╭─ Data supplied

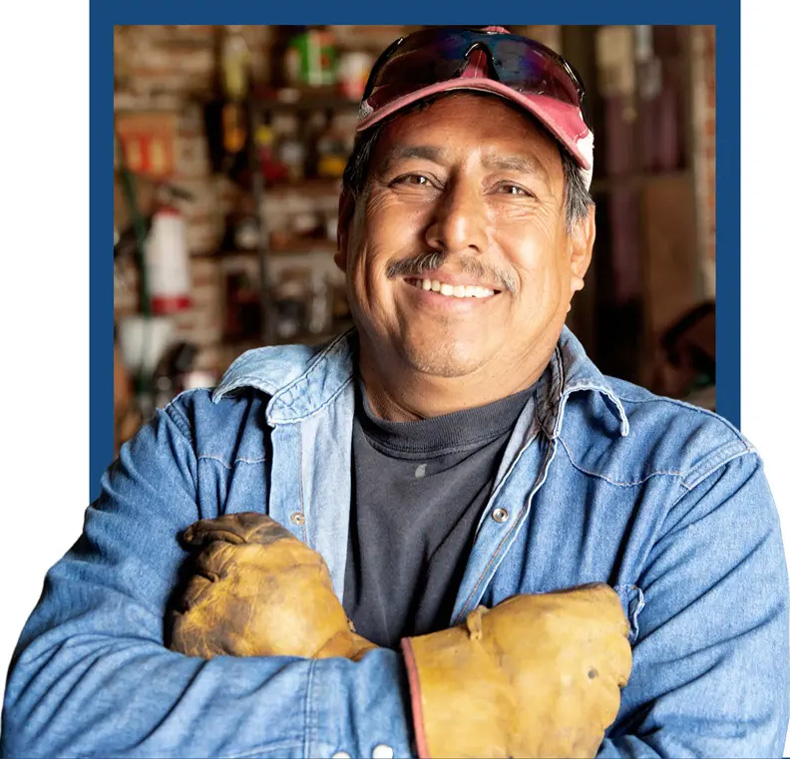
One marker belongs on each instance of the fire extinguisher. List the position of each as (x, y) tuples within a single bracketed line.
[(167, 262)]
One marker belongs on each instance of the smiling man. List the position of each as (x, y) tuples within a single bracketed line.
[(445, 533)]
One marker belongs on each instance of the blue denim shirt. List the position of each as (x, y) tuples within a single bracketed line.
[(601, 481)]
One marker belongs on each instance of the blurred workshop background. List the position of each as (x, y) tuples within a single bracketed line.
[(230, 143)]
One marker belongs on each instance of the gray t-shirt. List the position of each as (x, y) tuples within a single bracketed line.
[(418, 491)]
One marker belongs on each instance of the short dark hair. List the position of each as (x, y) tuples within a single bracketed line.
[(577, 199)]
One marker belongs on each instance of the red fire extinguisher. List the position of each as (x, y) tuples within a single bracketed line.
[(167, 262)]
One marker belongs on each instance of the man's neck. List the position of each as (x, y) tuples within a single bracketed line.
[(407, 394)]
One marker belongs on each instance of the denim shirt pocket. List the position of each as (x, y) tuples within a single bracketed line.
[(633, 601)]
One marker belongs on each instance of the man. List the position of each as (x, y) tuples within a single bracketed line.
[(457, 451)]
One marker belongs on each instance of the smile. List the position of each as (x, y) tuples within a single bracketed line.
[(452, 291)]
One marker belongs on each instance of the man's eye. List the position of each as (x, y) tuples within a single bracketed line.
[(514, 189), (415, 180)]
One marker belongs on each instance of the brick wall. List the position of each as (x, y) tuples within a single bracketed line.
[(175, 68), (703, 54)]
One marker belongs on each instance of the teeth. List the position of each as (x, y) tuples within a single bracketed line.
[(454, 291)]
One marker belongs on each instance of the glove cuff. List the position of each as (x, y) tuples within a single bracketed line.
[(416, 698)]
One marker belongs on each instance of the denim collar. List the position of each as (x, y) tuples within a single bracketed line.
[(302, 381)]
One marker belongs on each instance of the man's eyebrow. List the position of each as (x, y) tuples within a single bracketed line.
[(404, 152), (524, 164)]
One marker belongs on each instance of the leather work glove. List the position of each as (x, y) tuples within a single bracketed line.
[(536, 676), (258, 591)]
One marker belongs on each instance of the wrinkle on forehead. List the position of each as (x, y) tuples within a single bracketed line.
[(525, 164)]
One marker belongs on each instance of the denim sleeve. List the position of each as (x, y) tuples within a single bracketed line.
[(91, 677), (710, 660)]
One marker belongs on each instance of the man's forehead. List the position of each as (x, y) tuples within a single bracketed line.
[(523, 159)]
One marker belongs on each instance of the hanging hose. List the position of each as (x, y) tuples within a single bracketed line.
[(142, 380)]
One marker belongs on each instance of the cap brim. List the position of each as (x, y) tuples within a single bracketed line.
[(563, 120)]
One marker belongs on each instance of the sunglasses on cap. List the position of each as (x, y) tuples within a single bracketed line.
[(432, 56)]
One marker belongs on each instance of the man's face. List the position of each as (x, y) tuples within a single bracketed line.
[(478, 186)]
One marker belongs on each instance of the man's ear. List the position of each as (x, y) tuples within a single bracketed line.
[(582, 240), (345, 213)]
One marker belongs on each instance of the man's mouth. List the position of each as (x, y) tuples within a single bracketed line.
[(451, 291)]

╰─

Print each line of the material above exactly, with the pictures removed from your copy.

Task solution:
One marker belongs on each instance of the fire extinguisher. List the position of each as (x, y) tuples within a single bracketed line.
[(167, 262)]
One marker belongs on each instance of the smiling man. List the position of each as (x, y) tuples within a single bracketed line.
[(445, 533)]
One marker belongs on each instance of the blue denim shirt. List the position of each as (x, y) tuples within a single bracketed line.
[(601, 481)]
One marker belongs on each instance of the blurred workshop background. List the position of each as (x, y) tuples within a single bracketed line.
[(230, 143)]
One marker belongs on each instance of the gray t-shirt. List the position of each as (x, y) tuples within a single bracketed line.
[(418, 491)]
One marker belongs on each instance of the short dark hair. List the position of each as (x, y) tuples within a single bracketed line.
[(577, 199)]
One marker belongs on each instance of the red fire extinguisher. List the position of each as (x, y) tuples within a single bracketed line.
[(167, 262)]
One marker belongs on each instance of the man's neck. List the position of each as (x, y) tuples within a single bracketed line.
[(407, 394)]
One marker belongs on each instance of the denim shirt pocket. List the position of each as (x, y) tuples within a single bracketed line.
[(633, 601)]
One marker belongs on each instance of the man. List the position of each as (x, y) tuples within a single bracketed line.
[(457, 451)]
One marker belongs on each instance of the smile. List the position of each as (x, y) tuples within a single bracketed line.
[(452, 291)]
One marker belongs on each instance of the man's eye. List the position of each as (x, y) tuples within a single bracketed line.
[(514, 189), (415, 180)]
One marker belongs on each instance of the brick wall. List the position of each as (x, y) tuples within a single bracketed line.
[(175, 68), (703, 54)]
One marker belongs on each instance of the teeth. List the position of each as (x, y) tuples within a single bracketed line.
[(454, 291)]
One marker belongs on each instance of the glove cuff. List the position of each as (x, y) tuples within a single bracketed line.
[(416, 698)]
One marker belongs on each instance of the denim collar. List the position of each as (x, y) tuples within a single bracketed line.
[(302, 381)]
One marker belongs on each instance of the man's eyebrow. List the position of each as (x, y) tuples within a single bracketed line.
[(404, 152), (524, 164)]
One marker belongs on each instance of the leather work glove. List the position of each as (x, y) tuples within a single bracketed line.
[(536, 676), (258, 591)]
One marker belongs on each instance of the wrinkle on forehead. List the position of each as (x, y) tuples within a single bracketed line.
[(525, 164)]
One marker belongs on each instance of the denim sleeve. List the position of each as (x, y) tuples within a single bracketed line.
[(91, 677), (710, 660)]
One marker belongs on each instance of the man's forehead. List the position of each as (x, y) tuples within a single bracketed line.
[(523, 159)]
One marker belongs on each instance of the hanging hose. List the position of each as (x, y) tuples within a single bracketed line.
[(142, 380)]
One marker belongs on each instance of the cap brim. List the position of each as (x, y) tuples within a single bracketed line.
[(563, 120)]
One marker belongs on each instance of the sunglasses on cap. List the position of each as (x, y) tuples within a single bracketed line.
[(432, 56)]
One marker belongs on each instance of the man's face. List the position of each as (x, y) tuples within a single bracketed line.
[(478, 186)]
One marker belongs on each instance of the man's ear. List the position of each as (x, y) tuples within a single bracketed line.
[(582, 240), (345, 213)]
One marker belongs on each instance of the man's mouth. List the position of each as (x, y) tuples within a single bracketed line.
[(451, 291)]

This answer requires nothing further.